STATED GOAL A: Add 150 to every x and y coordinate in the answers of the rows below, starting with the line with "Pick out one point on every instance of the window" and going on through the line with "[(373, 304)]". Write out only those lines again, with their requests unchanged.

────────

When we hear council members attempting to stifle public input by limiting the number of speakers or trying to manipulate public comments by limiting the length of each, when agendas are adjusted in clear attempts to reduce public reactions, and when we see council members on the dais doing things other than paying attention to the current speaker, we know frustration when we see it.

Bever's outburst should serve as a lesson to the nine candidates who are running for three open spots on the council: If you believe you are immune to similar behavior and will always conduct yourself with more decorum, think again. A seat on the council today is not what it was, say, 10 years ago.

If you are elected, please don't ever complain publicly about the length or number of public comments. Public comments are democracy in action, a chance for citizens to tell you directly what they think, and if you aren't willing to withstand the criticism for at least four years — all of it by any number of speakers — drop out of the race now.

If you are elected, you give up the right to limit public input. You are hereby served with notice that on some occasions, there may be a long line of people waiting to weigh in on a certain issue.

So deal with it by showing them the respect they deserve. If you don't know if you can do that twice a month for four years, quit the race now.

Here, though, I do take the side of those council members who over the years have asked speakers to avoid repeating the arguments or opinions of speakers before them.

Fellow Costa Mesa residents, there is a three-minute speaker limit. It is a limit, not a requirement, and if your point has already been made, simply get up, say what you support or do not support, and then sit down.

And candidates: Absolutely, positively, don't ever complain about the amount of time you are putting in as a member of the council.

The current council is no place for the weak. Gone are the days when we could look forward to bon mots from former Mayor Peter Buffa or when we could count on Joe Erickson setting the gentlemanly tone of each meeting with calming influence. Back then, though, there was no recession and decision-making was a lot easier — everyone was a hero.

Bever appears burnt out, and it's good for him and good for the city that he will not be back on the dais after this term.

But let this be a warning to all candidates: The council is a very hot kitchen and if you don't do well in the heat, get out now.

────────

STATED GOAL B: Output, word for word, the passage of the commentary on the Costa Mesa council starting with "And candidates: Absolutely, positively, don't" and going on through "get out now.".

────────

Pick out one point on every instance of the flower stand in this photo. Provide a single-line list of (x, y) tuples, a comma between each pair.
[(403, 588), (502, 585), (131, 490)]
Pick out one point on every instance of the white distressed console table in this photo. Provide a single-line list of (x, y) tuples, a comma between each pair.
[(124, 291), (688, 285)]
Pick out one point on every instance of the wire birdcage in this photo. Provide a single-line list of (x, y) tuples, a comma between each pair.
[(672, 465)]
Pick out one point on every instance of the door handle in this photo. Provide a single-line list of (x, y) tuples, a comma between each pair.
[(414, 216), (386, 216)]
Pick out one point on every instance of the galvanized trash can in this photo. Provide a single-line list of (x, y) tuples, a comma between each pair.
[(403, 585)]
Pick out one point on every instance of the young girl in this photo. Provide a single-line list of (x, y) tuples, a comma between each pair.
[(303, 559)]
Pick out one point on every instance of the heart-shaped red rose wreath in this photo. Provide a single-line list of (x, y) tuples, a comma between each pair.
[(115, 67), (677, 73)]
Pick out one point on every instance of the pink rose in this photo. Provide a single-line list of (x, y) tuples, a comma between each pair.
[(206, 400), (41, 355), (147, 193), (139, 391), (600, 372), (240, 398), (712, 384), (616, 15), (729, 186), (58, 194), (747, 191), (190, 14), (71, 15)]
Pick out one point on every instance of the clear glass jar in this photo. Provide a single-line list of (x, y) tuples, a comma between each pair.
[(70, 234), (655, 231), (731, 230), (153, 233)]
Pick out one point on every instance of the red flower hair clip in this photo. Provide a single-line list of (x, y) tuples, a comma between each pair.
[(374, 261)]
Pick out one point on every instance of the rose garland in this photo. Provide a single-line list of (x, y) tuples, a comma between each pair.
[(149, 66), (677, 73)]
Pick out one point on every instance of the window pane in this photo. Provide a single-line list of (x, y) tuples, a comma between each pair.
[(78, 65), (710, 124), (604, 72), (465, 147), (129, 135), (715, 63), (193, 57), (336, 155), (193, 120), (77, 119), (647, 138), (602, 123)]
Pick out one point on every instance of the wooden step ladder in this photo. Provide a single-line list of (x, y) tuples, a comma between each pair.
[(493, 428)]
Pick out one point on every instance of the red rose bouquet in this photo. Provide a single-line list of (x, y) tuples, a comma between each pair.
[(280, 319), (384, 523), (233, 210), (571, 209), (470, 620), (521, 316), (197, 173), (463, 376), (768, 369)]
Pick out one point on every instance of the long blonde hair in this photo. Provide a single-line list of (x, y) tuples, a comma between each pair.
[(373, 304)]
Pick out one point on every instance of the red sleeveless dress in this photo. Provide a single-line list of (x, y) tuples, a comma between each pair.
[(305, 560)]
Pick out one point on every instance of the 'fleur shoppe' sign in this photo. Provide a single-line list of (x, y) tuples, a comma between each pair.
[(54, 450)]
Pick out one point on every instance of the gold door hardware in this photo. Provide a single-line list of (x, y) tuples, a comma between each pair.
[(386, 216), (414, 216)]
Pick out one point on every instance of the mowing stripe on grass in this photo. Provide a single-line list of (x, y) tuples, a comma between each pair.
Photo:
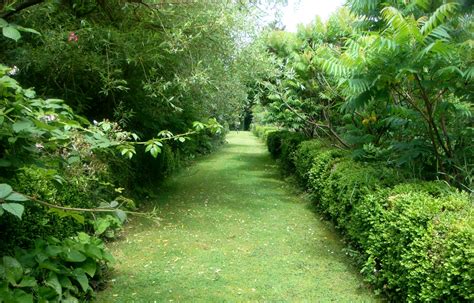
[(232, 230)]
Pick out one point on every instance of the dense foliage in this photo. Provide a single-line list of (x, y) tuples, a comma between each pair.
[(382, 92), (387, 80), (413, 239), (146, 85)]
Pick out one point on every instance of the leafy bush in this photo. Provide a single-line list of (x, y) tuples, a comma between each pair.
[(415, 239), (418, 242), (289, 145), (308, 153), (347, 183), (54, 271), (262, 131), (281, 144)]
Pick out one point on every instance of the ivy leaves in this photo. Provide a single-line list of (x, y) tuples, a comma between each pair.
[(12, 31), (8, 198)]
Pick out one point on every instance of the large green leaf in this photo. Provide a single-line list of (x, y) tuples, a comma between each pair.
[(22, 297), (16, 197), (81, 277), (3, 23), (5, 190), (11, 32), (53, 282), (27, 282), (13, 270), (23, 125), (90, 267), (15, 209), (73, 255)]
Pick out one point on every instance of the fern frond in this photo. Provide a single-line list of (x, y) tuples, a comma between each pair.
[(442, 13), (469, 73), (358, 86), (403, 28), (334, 67)]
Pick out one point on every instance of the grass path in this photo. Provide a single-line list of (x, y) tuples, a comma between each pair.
[(232, 231)]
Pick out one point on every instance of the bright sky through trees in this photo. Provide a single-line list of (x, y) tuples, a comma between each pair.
[(304, 11)]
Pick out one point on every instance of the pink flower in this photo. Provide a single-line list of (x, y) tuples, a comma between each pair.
[(72, 37)]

────────

FULL ANSWER A:
Pick out one point on every instance of the window pane in this photo. Provide a single-line list of (x, y) tuples, a comma between each pair.
[(228, 215), (860, 274), (754, 222), (615, 297), (279, 285), (865, 213), (343, 207), (486, 305), (343, 270), (227, 269), (797, 288), (752, 273)]
Pick out one point on every instance of the wooden step ladder in this photo. Provide a single-line list of (x, y) tuples, a comma between each pair.
[(643, 578)]
Pick out one point on every instance of the red rose bouquet in this photo. Provide a single-line list of (x, y) tuples, a comma between each pair.
[(430, 469), (534, 673), (383, 360), (721, 359), (620, 770), (671, 466), (347, 323), (613, 526), (918, 519)]
Pick out one point on every instance of the long blonde hair in this photo. Provide a single-line list of (x, y) tuples, a comma between each pair.
[(523, 454)]

FULL ANSWER B:
And candidates: Absolutely, positively, don't ever complain about the amount of time you are putting in as a member of the council.

The current council is no place for the weak. Gone are the days when we could look forward to bon mots from former Mayor Peter Buffa or when we could count on Joe Erickson setting the gentlemanly tone of each meeting with calming influence. Back then, though, there was no recession and decision-making was a lot easier — everyone was a hero.

Bever appears burnt out, and it's good for him and good for the city that he will not be back on the dais after this term.

But let this be a warning to all candidates: The council is a very hot kitchen and if you don't do well in the heat, get out now.